Big city…small city. Inner city or suburbs.
As there are many factors to take into account, this is not a definitive answer but will provide some points for consideration. The focus of this response is on the physical attributes of the campuses and their surroundings, not on any other aspects.
Rural campus often dominate the town they are located in and come Saturday afternoons in the Fall, football can dominate all. In suburban environments, you have the benefit of a small local community with the close proximity of a city to escape the college routine. In an urban environment, you can lose some of that “college” feel, but you can always enjoy all of the comforts that a major city can provide. It is best to visit all campuses as how they interact with their environment can vary from school to school.
There are lots of differences such as: the food choices outside of campus, availability of cheap and dependable transportation, the type of people you will interact with, fun stuff to do, work opportunities that include internships, and a host of other things to look into.
The differences are a bit obvious, but one thing you can think about is how your opportunities off-campus might vary in each situation. Will you have the same opportunities to do internships during the school year at each setting?
It all depends on where the schools are located, but urban campuses will surely have a higher % of commuters. The possibilities of differences are really endless.
•If you are a rather cosmopolitan individual a city may be the right choice as you have greater access to cultural events, museums, major league sports, ethnic food, public transportation, internships, etc. On the other hand, it also has many more safety issues, generally significantly higher living expenses ($$$ to park your car) and less of a “campus feel.”
════════════════
### THE TASKS
(1) In the campus settings text, which kind of campus will surely have a higher percentage of commuters?
(2) Please carry on the campus settings text from the point where it stops.
The rows after the campus settings text aren't needed.
════════════════
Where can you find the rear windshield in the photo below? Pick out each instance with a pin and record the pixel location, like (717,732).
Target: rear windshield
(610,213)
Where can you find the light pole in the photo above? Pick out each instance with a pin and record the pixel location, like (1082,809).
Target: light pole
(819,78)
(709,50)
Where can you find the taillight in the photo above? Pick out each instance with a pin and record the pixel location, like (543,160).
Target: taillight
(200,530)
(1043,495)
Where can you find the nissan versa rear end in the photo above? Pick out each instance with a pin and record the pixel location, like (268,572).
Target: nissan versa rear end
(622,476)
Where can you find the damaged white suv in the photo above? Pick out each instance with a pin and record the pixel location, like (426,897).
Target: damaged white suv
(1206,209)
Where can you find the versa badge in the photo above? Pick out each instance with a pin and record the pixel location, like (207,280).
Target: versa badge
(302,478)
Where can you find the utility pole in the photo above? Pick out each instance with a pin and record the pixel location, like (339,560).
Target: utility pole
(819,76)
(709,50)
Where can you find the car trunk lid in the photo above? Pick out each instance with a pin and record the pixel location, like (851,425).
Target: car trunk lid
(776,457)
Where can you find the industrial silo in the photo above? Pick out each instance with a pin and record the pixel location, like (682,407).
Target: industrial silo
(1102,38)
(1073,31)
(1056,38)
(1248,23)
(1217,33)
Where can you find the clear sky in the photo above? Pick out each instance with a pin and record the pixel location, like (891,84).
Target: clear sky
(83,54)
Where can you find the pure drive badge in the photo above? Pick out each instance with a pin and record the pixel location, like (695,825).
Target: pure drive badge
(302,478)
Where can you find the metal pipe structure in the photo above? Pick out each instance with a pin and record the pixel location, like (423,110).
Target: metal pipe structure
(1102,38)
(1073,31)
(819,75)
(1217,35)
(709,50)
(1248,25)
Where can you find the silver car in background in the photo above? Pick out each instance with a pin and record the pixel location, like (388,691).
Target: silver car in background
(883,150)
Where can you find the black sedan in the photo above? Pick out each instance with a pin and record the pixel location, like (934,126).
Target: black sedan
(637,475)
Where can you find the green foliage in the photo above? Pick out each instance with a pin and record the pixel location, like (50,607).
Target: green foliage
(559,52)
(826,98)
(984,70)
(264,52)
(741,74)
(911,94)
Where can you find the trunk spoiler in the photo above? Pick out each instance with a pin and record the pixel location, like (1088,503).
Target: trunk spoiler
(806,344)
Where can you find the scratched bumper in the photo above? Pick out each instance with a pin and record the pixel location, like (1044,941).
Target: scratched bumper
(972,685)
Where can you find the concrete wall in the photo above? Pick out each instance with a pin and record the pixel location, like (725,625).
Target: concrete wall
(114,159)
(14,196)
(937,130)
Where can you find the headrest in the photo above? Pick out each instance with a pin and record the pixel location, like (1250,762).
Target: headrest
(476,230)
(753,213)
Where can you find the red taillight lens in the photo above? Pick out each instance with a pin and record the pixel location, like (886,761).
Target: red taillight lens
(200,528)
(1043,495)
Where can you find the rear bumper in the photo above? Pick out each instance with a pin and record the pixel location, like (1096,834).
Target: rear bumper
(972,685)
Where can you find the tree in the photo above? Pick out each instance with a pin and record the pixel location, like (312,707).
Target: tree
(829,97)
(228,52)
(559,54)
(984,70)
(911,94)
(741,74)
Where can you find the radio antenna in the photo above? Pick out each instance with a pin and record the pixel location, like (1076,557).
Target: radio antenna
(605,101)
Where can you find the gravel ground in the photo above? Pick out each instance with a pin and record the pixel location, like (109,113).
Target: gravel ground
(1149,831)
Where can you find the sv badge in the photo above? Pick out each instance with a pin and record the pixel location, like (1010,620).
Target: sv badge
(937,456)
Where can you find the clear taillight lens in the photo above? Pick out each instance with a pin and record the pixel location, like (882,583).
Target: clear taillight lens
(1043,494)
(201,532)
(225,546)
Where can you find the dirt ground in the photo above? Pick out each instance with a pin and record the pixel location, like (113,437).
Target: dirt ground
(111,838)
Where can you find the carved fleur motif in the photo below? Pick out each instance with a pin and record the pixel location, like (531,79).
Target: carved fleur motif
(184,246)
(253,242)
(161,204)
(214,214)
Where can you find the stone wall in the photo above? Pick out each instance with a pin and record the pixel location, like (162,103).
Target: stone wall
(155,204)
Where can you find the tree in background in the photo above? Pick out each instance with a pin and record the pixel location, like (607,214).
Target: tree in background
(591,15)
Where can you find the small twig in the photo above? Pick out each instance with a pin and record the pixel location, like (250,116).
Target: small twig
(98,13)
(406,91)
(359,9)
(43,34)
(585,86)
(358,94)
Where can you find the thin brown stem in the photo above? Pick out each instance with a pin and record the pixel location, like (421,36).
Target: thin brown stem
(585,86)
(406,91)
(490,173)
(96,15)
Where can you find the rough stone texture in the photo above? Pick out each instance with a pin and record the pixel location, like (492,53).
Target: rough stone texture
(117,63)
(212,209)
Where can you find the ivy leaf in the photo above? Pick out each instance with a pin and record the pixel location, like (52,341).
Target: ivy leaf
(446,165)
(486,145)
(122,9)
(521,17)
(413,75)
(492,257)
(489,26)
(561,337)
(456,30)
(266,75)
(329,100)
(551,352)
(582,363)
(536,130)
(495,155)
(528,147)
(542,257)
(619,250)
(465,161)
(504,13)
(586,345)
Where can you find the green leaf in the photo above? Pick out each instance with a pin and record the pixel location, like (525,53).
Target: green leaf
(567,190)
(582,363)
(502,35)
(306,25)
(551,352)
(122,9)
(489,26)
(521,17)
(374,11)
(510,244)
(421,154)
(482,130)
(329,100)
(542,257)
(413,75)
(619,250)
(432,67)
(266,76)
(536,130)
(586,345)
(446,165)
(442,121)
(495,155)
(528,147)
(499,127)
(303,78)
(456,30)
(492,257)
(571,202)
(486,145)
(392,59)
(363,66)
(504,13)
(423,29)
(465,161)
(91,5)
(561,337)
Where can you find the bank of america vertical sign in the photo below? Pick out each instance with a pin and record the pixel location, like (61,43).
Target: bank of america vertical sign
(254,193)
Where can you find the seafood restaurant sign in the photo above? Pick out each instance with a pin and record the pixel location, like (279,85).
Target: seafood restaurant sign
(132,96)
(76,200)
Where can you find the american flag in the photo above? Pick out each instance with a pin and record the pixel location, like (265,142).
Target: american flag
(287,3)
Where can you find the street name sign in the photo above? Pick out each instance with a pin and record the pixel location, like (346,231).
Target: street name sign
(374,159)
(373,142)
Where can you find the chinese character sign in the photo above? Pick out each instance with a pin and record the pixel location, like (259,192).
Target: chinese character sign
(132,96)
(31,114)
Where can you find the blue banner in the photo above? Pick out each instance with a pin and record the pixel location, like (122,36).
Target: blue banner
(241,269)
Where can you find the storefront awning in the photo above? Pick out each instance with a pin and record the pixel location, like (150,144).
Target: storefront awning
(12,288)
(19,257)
════════════════
### ANSWERS IN ORDER
(1) Urban campuses.

(2)
In a very general sense, the location of a given school can have a pretty large impact on the social environment of that school. For instance, on a rural campus, where there is not much to do off campus, the campus itself drives the social life. Those schools will work hard to bring in plenty to keep the students occupied and happy. This tends to engender strong feelings of community and school spirit. At an urban school, there might not even BE a campus necessarily. The social life is mostly driven by the city itself with its restaurants, bars, theatres, museums, etc. A suburban campus might be more like a rural one, but with accessible cities so that students can experience what the cities have to offer in addition to campus life.
I usually find much more similarities than differences, but there can be very different social experiences. At rural colleges, most social activity will be based around the college. This is true at many suburban and urban campuses where students live on campus, but many do not require students to do so. This may lead to less of a sense of connection. The bigger differences occur if large numbers of students commute or not, the size of the school, they style of education and so forth.
The differences among rural, suburban, and urban campuses are less about the campuses than about the opportunities that exist for students in their rural, suburban, and urban surroundings. The campuses themselves maybe not be any different. Columbia or Vanderbilt are in major urban centers but their campuses still feature the nice grassy quads that embody what one typically thinks of as a college campus. However, if you step to the edge of the campus center, you find yourself in the heart of a pair of vibrant cities and it is in those areas that the differences are real and where there are things, good and bad, that cannot be found in a truly rural area that does not offer the same surroundings. Admittedly some urban campuses do not have the quad like set up and may be more reflective of the its urban setting, but in general the true differences are more about the surrounding areas and their attendant opportunities and drawbacks than about the campuses proper.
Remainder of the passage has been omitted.